### Quellenauszug
---

Transkript: Folge 84
KOFA auf dem Sofa: Raus aus den Metropolen - rein ins gelobte Land
Sibylle:
KOFA auf dem Sofa – der Podcast.
Jens:
Mit Sibylle Stippler und Jens Breuer. Wer in der Stadt wohnt und arbeitet, hat auf den ersten Blick alle Vorteile auf seiner Seite. Die Lebensqualität ist hoch, alles, was man braucht oder vielleicht brauchen könnte, ist grundsätzlich da. Man kommt mit Bus und Bahn überall schnell hin. Auch Gehälter und Karrierechancen passen in den allermeisten Firmen. Trotzdem wollen wir in dieser Folge mal eine Lanze brechen – fürs Arbeiten auf dem Land.
Sibylle:
Ehrlich gesagt: Ich bin Anfang 20 nach Köln gezogen, das war für mich der Heilige Gral. Ich liebe es, überall schnell hinzukommen – passionierte Fahrradfahrerin – und konnte mir nie vorstellen, dass mich mal eine leise Sehnsucht nach Bäumen, Wiesen, Kühen und Kuhfladen packt. Jetzt bin ich 48 – und sie kommt. Gewaltig.
Jens:
Ja, verrückt. Ich bin 42 – und bei mir kommt das auch. Mit Anfang 20 nach Leipzig, super Stadt. Ich komme aber vom Land – Schleswig-Holstein, Dithmarschen. Ländlicher geht’s nicht: zwölf Kilometer in jede Richtung gar nichts. Dann war die Stadt der Sprung in die Zivilisation. Mittlerweile denke ich: Mir ist das zu laut, zu streng. Ich hätte Bock, im Garten zu sitzen, die Blumen anzugucken oder den Rasen zu mähen – und nebenbei zu arbeiten. Ab 40 packt einen wohl die Sehnsucht.
Sibylle:
Dann sind wir heute leichtes Spiel für unseren Gast. (lacht)
Jens:
Genau. Wir freuen uns auf Hanna Wagner vom Regionalrat Wirtschaft Rhein-Hunsrück. Sie ist überzeugt: Auf dem Land lebt und arbeitet es sich mindestens genauso gut wie in der Großstadt. Hi, Hanna!
Hanna:
Hi!
Jens:
Team Stadt oder Team Land – und hat sich das mal geändert?
Hanna:
Ich bin absolut Team Land. Hier aufgewachsen, zwischendurch in der (Groß-)Stadt gelebt – und inzwischen wieder zurück aufs Land gegangen. Und sehr glücklich damit.
Sibylle:
Erzähl kurz: Du leitest das Projekt „Gelobtes Land“ beim Regionalrat Wirtschaft Rhein-Hunsrück. Was steckt dahinter?

---

### Bereitgestelltes Material
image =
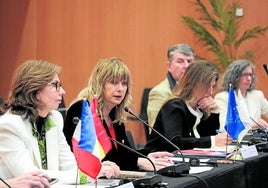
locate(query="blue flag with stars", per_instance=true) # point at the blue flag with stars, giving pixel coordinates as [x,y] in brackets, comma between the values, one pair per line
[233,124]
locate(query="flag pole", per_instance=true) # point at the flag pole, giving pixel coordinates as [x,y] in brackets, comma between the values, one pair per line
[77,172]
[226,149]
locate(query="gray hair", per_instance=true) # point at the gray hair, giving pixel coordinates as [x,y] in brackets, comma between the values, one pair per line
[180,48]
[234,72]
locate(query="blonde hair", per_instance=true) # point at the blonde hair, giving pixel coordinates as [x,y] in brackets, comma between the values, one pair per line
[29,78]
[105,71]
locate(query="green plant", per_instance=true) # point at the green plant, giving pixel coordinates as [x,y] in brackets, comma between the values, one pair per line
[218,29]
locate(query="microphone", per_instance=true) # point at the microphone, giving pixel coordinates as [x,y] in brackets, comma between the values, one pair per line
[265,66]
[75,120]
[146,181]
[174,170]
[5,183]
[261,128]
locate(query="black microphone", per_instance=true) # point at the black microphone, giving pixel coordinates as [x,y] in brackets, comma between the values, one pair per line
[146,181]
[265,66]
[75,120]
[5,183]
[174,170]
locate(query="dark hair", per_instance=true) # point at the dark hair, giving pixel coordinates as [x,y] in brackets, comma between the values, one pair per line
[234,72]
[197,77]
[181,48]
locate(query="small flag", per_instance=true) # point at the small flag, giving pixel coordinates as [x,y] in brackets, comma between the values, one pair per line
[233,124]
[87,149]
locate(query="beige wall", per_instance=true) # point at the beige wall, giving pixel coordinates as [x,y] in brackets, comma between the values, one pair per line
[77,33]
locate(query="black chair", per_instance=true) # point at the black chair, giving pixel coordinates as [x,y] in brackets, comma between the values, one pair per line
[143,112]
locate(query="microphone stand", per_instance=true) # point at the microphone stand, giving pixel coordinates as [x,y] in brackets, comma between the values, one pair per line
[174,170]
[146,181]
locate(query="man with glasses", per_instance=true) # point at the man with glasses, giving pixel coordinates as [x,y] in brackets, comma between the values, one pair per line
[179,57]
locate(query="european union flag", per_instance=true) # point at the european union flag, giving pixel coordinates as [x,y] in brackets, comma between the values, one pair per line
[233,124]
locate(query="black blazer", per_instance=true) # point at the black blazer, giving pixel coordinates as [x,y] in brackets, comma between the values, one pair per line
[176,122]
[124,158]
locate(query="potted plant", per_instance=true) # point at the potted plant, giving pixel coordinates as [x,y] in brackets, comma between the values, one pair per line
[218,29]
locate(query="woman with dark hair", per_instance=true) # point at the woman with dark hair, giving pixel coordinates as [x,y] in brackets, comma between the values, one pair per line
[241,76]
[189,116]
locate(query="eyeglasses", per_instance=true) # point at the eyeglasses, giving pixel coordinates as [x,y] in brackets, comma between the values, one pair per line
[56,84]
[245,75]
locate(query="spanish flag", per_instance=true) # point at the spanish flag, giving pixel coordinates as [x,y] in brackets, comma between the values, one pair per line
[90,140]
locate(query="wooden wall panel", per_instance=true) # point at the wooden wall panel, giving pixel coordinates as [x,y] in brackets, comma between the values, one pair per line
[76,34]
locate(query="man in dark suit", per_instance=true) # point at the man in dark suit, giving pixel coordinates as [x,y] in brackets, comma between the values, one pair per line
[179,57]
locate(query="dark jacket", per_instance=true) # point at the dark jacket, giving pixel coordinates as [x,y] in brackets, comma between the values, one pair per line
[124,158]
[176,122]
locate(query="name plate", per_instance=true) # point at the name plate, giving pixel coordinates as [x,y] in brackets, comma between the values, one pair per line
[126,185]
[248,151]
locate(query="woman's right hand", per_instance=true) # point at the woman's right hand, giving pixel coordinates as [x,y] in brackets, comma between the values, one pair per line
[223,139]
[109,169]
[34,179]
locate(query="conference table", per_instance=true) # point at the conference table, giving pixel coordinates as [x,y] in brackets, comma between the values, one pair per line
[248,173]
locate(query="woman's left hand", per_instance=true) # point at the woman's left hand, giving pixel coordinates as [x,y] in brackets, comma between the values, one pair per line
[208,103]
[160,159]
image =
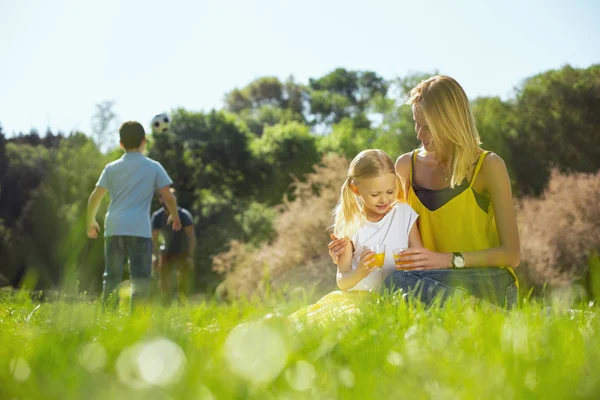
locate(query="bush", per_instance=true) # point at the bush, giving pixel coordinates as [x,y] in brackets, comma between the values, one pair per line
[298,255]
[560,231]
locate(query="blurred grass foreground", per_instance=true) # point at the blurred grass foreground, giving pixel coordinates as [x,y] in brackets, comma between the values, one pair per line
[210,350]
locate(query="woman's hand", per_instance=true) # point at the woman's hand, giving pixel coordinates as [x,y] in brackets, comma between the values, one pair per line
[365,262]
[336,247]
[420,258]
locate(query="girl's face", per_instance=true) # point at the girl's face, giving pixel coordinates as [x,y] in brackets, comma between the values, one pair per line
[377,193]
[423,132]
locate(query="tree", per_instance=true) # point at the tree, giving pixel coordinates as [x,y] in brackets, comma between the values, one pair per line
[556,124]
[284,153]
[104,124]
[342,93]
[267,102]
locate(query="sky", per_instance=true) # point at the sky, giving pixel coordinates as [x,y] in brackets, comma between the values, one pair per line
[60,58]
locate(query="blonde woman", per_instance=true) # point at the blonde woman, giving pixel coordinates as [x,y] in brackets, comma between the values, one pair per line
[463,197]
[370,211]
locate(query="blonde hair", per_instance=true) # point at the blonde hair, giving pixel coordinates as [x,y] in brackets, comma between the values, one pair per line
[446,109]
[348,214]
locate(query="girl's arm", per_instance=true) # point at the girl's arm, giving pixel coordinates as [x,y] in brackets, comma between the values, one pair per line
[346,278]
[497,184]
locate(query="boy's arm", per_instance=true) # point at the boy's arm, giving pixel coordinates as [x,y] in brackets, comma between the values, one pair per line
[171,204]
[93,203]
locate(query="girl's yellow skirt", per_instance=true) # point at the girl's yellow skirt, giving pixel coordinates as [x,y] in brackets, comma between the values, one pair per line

---

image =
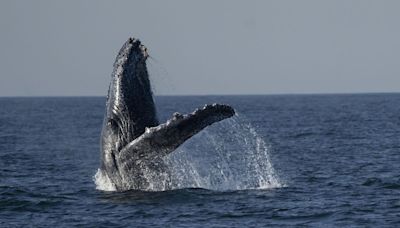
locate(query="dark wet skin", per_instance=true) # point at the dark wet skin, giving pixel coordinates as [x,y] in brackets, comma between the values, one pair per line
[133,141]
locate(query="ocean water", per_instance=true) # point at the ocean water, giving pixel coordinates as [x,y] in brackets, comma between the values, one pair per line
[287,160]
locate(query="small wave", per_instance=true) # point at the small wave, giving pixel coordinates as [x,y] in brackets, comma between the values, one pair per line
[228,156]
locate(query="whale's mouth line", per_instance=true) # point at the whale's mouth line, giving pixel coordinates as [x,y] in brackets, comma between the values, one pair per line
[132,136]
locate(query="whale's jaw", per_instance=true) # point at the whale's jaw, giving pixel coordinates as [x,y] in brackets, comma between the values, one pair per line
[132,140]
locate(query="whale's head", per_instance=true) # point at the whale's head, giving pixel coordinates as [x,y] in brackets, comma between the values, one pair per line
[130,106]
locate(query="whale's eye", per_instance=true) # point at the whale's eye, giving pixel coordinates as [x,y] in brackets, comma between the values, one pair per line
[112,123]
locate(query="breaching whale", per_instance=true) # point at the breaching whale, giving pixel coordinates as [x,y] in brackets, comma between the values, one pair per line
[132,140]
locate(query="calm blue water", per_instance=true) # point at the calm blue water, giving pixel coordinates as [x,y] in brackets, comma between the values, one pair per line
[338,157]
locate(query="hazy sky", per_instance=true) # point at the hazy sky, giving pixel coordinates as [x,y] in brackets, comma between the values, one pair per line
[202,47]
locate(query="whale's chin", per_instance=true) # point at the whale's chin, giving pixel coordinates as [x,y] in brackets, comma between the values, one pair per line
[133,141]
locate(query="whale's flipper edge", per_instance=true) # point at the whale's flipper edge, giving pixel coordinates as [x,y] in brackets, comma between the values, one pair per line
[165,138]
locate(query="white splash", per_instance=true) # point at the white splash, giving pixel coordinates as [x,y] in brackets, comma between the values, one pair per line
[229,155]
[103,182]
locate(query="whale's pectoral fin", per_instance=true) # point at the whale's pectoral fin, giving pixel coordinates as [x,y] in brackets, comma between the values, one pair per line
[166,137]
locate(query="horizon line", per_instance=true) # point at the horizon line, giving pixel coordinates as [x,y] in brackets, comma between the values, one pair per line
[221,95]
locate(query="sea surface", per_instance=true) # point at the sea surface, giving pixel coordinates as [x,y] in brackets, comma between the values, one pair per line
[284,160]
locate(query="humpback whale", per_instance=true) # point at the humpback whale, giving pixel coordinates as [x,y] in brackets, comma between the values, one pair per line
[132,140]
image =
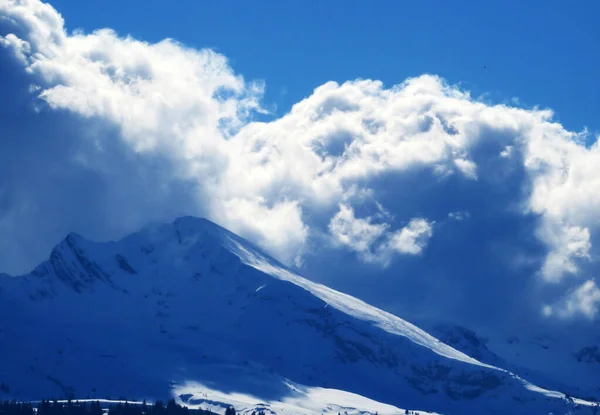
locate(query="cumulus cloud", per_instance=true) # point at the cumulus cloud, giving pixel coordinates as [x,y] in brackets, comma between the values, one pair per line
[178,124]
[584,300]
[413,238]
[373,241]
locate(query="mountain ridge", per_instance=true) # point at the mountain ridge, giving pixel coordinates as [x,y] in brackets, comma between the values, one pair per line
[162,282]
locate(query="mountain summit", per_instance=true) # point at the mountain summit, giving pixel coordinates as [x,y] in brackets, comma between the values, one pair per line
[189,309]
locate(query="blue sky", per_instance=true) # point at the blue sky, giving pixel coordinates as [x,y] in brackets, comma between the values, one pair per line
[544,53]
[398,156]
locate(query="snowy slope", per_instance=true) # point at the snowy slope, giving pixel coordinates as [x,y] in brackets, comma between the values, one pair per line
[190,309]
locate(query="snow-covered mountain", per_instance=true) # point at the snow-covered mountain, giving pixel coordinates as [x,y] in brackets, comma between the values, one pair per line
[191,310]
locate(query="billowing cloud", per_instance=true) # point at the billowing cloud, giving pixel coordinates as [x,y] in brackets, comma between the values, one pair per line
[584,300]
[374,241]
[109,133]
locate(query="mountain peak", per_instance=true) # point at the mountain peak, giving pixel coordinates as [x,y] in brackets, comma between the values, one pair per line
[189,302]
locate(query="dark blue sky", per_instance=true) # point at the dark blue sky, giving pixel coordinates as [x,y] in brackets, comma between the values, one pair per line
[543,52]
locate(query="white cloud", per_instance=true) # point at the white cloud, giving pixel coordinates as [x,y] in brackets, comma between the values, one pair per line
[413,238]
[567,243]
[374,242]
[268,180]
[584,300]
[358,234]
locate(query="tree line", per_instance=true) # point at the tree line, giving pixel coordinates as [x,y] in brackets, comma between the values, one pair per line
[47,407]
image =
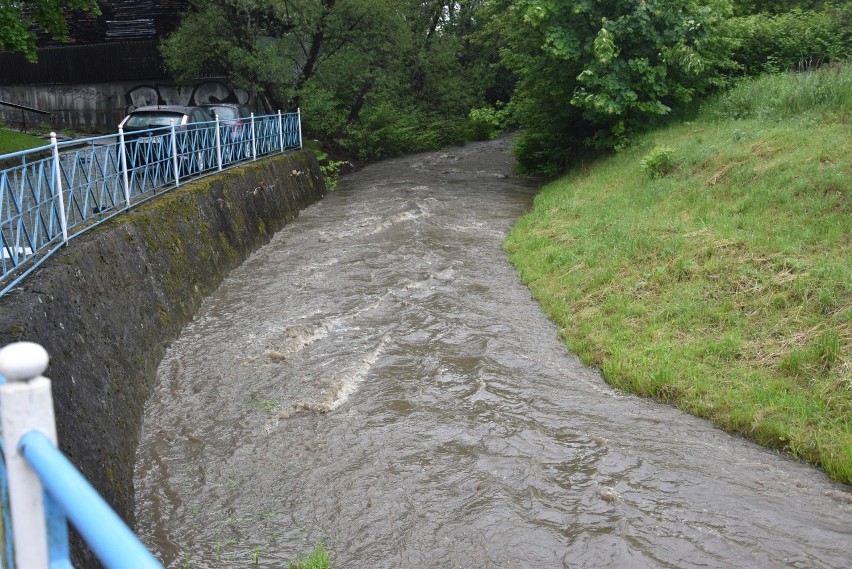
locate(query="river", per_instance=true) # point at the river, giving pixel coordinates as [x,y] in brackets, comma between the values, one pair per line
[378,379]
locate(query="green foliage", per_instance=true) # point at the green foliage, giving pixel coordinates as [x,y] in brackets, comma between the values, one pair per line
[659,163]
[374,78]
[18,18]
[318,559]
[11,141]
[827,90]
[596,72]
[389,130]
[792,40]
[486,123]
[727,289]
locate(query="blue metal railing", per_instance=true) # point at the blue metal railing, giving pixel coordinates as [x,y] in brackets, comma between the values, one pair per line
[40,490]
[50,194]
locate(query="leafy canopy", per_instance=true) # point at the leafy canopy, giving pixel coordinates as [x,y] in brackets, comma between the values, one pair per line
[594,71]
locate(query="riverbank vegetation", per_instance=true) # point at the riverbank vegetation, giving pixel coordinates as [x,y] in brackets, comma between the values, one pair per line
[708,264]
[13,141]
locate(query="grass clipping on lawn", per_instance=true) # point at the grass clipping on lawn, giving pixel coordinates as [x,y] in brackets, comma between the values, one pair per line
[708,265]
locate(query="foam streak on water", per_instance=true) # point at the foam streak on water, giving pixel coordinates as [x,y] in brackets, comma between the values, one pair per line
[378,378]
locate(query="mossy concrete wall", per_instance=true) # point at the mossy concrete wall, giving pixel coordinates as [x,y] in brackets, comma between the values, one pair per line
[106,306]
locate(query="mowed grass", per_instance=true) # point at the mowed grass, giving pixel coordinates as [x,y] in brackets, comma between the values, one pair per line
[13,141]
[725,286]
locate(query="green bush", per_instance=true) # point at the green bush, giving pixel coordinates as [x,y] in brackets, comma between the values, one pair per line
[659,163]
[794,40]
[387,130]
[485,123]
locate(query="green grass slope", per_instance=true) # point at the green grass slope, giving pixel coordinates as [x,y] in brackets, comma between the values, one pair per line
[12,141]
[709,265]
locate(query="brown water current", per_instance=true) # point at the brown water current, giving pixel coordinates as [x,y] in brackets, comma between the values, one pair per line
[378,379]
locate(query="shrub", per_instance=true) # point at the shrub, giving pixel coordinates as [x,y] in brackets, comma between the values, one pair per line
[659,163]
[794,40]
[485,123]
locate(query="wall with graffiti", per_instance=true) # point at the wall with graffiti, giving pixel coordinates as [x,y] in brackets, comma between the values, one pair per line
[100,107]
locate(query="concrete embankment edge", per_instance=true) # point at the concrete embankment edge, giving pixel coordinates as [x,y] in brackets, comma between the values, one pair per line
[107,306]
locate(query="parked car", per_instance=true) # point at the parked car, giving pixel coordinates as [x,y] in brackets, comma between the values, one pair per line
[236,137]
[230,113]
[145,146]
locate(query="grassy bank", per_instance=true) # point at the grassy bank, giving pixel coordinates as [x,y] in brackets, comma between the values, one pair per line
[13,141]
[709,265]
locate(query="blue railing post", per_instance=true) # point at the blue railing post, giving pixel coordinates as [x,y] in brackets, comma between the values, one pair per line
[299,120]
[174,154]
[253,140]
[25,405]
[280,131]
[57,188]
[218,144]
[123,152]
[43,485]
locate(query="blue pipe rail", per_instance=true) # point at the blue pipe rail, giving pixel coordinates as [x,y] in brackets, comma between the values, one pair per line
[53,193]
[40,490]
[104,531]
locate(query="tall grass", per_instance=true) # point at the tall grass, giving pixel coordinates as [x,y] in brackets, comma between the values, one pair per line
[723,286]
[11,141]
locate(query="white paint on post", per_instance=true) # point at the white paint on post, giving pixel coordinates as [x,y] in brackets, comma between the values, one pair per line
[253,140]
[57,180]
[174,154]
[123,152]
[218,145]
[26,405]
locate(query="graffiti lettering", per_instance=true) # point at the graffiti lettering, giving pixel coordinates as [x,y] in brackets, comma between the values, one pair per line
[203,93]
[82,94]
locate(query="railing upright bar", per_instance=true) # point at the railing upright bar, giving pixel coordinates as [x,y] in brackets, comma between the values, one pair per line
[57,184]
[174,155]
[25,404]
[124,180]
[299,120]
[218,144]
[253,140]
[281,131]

---

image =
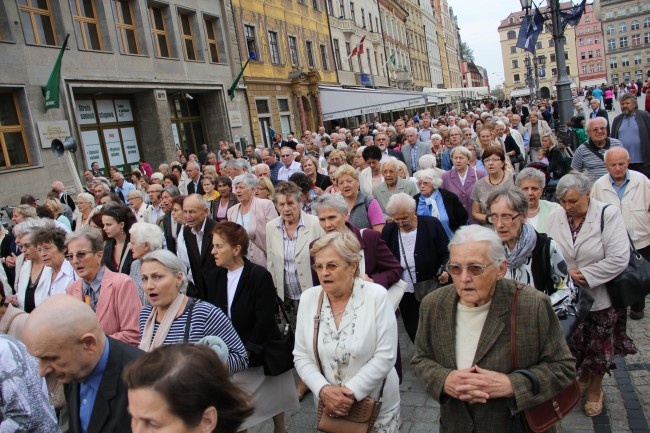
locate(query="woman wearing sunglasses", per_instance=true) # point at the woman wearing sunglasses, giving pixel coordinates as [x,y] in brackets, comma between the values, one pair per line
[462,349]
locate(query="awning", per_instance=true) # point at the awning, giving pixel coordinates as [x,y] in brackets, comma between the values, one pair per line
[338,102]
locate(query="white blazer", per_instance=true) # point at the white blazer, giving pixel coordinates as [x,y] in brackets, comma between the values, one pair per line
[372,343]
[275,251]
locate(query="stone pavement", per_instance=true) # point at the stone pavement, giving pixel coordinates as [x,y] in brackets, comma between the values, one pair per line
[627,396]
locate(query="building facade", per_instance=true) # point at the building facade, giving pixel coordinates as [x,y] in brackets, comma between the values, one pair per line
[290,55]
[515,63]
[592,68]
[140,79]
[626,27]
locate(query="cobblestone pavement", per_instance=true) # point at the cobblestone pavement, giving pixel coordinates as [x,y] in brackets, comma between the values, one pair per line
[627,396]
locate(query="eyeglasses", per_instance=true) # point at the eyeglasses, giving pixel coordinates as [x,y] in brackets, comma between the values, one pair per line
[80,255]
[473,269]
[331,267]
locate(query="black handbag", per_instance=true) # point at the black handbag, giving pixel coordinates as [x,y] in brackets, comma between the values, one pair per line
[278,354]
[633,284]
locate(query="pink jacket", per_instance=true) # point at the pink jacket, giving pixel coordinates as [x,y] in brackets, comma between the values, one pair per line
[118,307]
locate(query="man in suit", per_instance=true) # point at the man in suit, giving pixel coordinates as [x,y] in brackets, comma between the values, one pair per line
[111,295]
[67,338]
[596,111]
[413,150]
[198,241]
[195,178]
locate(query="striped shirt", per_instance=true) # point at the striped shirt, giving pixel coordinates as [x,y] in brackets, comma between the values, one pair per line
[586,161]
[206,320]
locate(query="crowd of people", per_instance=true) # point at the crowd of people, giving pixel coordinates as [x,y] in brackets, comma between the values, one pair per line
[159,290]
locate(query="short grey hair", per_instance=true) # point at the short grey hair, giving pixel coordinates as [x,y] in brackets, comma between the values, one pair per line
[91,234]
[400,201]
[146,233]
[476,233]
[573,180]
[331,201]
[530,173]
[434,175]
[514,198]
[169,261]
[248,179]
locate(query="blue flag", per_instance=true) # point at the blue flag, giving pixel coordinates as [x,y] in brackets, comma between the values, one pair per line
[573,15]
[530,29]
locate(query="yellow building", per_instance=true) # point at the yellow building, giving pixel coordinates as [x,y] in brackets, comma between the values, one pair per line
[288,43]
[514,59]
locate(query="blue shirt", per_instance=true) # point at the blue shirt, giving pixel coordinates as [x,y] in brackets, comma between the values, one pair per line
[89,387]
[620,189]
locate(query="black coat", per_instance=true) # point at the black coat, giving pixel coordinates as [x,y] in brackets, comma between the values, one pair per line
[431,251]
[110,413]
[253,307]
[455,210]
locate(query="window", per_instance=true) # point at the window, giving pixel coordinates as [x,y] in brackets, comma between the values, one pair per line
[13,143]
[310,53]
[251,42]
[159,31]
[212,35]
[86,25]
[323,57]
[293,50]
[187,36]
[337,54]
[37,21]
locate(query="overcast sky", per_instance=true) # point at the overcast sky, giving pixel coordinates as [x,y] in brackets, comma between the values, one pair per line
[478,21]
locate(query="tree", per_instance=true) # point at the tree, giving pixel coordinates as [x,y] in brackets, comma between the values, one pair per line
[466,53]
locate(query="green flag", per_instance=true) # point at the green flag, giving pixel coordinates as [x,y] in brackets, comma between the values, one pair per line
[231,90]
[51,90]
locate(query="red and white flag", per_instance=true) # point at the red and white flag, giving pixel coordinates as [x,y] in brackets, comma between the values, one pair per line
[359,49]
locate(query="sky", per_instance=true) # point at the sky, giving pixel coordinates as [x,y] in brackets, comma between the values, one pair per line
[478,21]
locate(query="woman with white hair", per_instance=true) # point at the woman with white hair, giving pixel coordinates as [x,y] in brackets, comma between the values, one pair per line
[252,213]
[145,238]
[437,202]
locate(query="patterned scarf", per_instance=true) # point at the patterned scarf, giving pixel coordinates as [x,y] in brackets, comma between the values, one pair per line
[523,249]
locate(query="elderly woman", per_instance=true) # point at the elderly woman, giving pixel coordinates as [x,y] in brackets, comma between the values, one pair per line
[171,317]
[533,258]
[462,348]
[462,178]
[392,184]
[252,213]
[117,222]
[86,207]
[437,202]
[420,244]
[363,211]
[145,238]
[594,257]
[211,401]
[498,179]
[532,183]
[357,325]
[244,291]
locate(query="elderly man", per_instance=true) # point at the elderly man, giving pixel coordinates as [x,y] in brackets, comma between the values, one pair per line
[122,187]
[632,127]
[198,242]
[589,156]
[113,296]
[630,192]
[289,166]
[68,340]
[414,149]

---

### Ihre Aufgabe
Geben Sie die Stelle im Podcast-Transkript von „Transkript: Folge 84“ bis „auf dem Land.“ wörtlich wieder.

### Lösung
Transkript: Folge 84
KOFA auf dem Sofa: Raus aus den Metropolen - rein ins gelobte Land
Sibylle:
KOFA auf dem Sofa – der Podcast.
Jens:
Mit Sibylle Stippler und Jens Breuer. Wer in der Stadt wohnt und arbeitet, hat auf den ersten Blick alle Vorteile auf seiner Seite. Die Lebensqualität ist hoch, alles, was man braucht oder vielleicht brauchen könnte, ist grundsätzlich da. Man kommt mit Bus und Bahn überall schnell hin. Auch Gehälter und Karrierechancen passen in den allermeisten Firmen. Trotzdem wollen wir in dieser Folge mal eine Lanze brechen – fürs Arbeiten auf dem Land.